--- Supplied text ---
^^^^^^^^
The historical record on that doesn’t hold much promise.

As shown in Chart 1, every time the Fed began a cycle of increasing interest rates to fight strong inflationary cycles (shown with arrows), the economy inevitably slipped into recession.

While admitting that bringing a soft landing will be a tough challenge, Fed Chair Jerome Powell believes that the Fed has more tools at its disposal than it’s had in the past. As a result, he holds out hope that the current inflationary cycle can be brought under control and that a recession can be avoided.

That’s certainly possible, but we believe it’s highly unlikely. And it’s unlikely not because the Fed is inept. Quite the contrary. Because prices are rising sharply, the focus of the Fed has changed from preserving full employment to that of fighting inflation. That fight, however, has inherent risks.

Inflation is largely the result of excessive monetary growth leading to a situation where too much money is chasing too few goods. Recall Milton Friedman’s dictum: “Inflation is always and everywhere a monetary phenomenon.”

So for the Fed to reduce inflationary pressure, it needs to decrease monetary growth and increase interest rates. And it needs to do those things by enough to reduce consumer and investment spending to the point where inflation subsides. But if spending drops, then real GDP drops, and if real GDP drops, that’s a recession.

While some believe declines in real GDP over the last two quarters signal that a recession has, in fact, already begun, we don’t agree with that view. Not only have the back-to-back declines in real GDP been mild, but the spending declines have not been pervasive enough for the National Bureau of Economic Research, the most reliable arbiter of recessions, to define the current slowdown as recessionary.

If, however, economic conditions continue to deteriorate and negatively affect more sectors of the economy, the prospects for a recession will increase.

If a recession occurs—and we believe it is likely—it will have wide-ranging economic impacts on virtually every sector of the economy.
^^^^^^^^
--- Extracted information ---
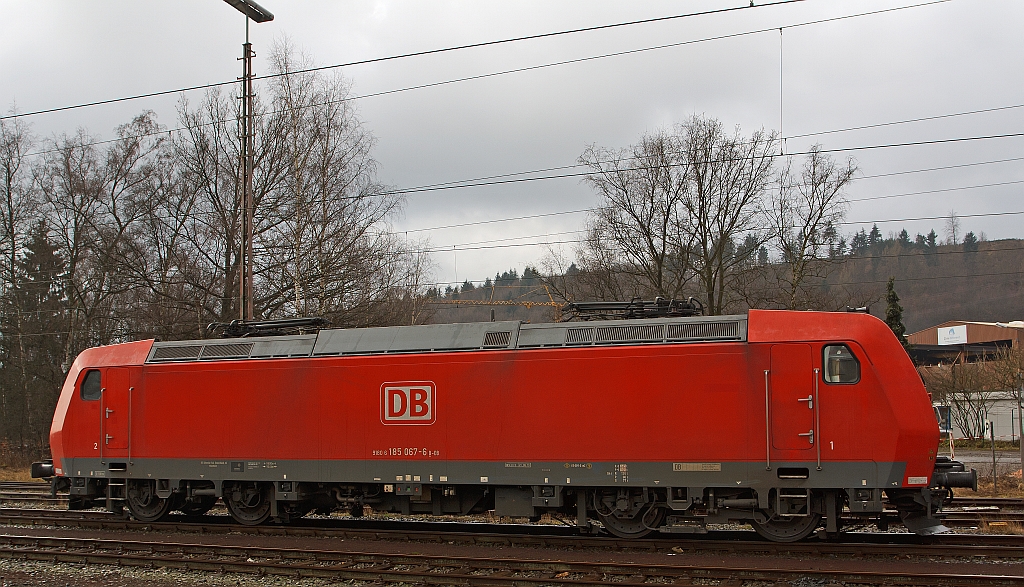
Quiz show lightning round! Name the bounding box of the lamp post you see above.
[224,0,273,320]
^^^^^^^^
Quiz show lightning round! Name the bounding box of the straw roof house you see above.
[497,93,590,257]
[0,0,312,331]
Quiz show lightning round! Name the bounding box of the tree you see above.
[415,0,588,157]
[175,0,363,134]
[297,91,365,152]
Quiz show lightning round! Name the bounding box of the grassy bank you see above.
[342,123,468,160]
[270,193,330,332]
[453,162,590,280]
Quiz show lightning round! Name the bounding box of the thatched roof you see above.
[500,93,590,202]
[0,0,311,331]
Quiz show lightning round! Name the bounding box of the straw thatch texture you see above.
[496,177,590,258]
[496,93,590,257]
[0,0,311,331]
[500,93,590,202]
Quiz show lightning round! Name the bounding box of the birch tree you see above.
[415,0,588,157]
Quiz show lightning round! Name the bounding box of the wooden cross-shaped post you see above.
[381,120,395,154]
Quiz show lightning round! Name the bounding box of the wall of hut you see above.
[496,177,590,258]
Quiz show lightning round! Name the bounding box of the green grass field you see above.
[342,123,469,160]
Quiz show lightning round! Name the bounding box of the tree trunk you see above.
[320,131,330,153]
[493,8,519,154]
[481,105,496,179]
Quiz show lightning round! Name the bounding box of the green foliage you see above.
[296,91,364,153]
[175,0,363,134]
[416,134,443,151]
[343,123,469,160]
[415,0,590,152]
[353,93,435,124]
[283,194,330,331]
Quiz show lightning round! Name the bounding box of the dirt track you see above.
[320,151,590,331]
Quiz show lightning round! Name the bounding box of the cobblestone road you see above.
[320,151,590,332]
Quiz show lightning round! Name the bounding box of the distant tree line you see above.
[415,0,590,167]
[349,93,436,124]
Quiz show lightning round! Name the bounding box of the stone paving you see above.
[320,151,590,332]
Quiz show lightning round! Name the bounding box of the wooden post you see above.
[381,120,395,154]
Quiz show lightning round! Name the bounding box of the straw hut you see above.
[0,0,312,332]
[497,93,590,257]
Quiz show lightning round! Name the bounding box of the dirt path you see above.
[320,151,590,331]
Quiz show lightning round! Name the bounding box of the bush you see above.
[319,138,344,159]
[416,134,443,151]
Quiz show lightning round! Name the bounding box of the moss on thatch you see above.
^^^^^^^^
--- Instructions to follow ---
Pick up the passage on the Fed's inflation fight and recession risk after its final sentence and write the next part. The data that comes next is separate material and has no connection to the text about the Fed and recession risk.

--- Result of the task ---
One of those sectors is the stock market. Chart 2 presents a typical pattern between recessions and the stock market. The S&P 500 index peaked at 108 about a year before the start of the 1970 recession. By the time it bottomed out in the middle of the recession, the market had declined 33%.

Virtually the same pattern occurred during the 1973-75 recession (see Chart 3). The S&P peaked about a year before the recession hit and reached a trough near the middle of a recession.

All four bear markets and recessions after the above two recessions (1980-82; 1990; 2001; and 2007) followed similar patterns.

What is of critical importance here is the fact that all six of the bear markets didn’t end until about the middle of the recessionary periods. The average decline in the S&P 500 for all seven of the recessions we analyzed was 33%. That suggests the current stock market, which has already declined 15% (see Chart 4), is likely to continue its downward trajectory.

Finally, it should be noted that in all six of the recessions we analyzed, new bull markets didn’t begin until after the Fed reversed course and began reducing interest rates, something it didn’t do until near the end of every recession.

What’s the financial lesson here? Equities are expected to remain unattractive to most investors until the Fed changes its tune.

Editor’s Note: Jim Doti and the Chapman Anderson Center have been one of the nation’s most prescient forecasters, including last year’s spot-on 5.7% growth in GDP. For more information regarding Chapman’s Update Forecast presented in June, here is the link: https://economicforecast.chapman.edu/2022-update.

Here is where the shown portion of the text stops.